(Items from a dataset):
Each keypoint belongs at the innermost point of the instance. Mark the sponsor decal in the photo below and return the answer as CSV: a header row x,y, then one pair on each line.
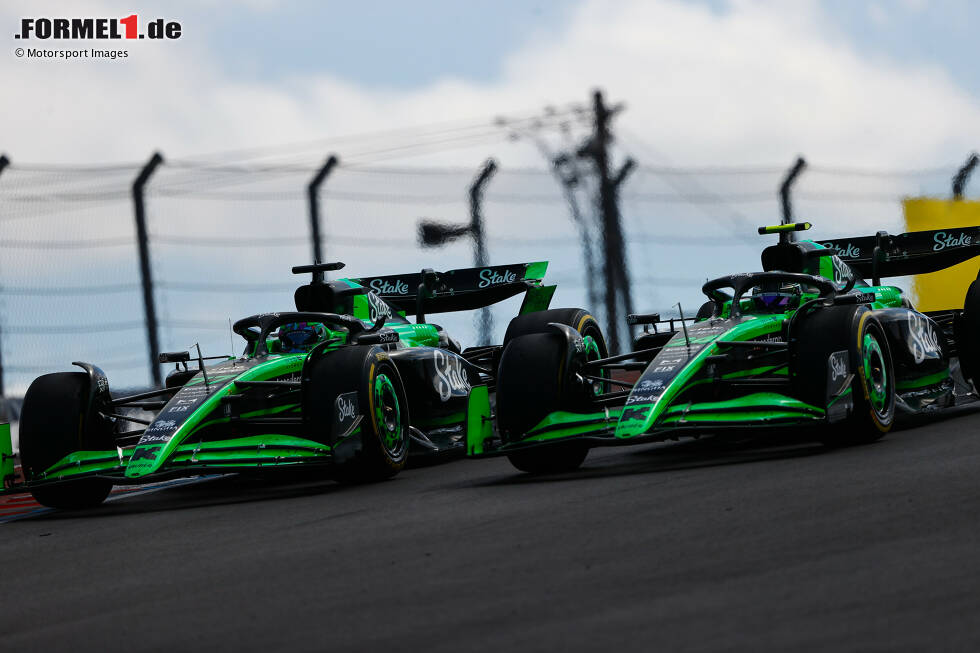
x,y
450,376
641,399
346,406
151,438
377,307
924,343
387,336
847,250
144,453
842,271
162,425
838,365
647,385
346,414
944,240
383,287
638,414
489,277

(The task):
Exclude the images and copy every record above exactly.

(Finished task):
Each keypoint belongs at the innermost point of the instance. Mark the sponsor decal in the photo below and return the answer as CSV: a header row x,y, then one pair on each line.
x,y
450,376
641,399
346,406
151,438
377,307
924,343
387,336
847,250
144,453
842,271
162,425
838,365
647,385
346,414
944,240
383,287
638,414
489,277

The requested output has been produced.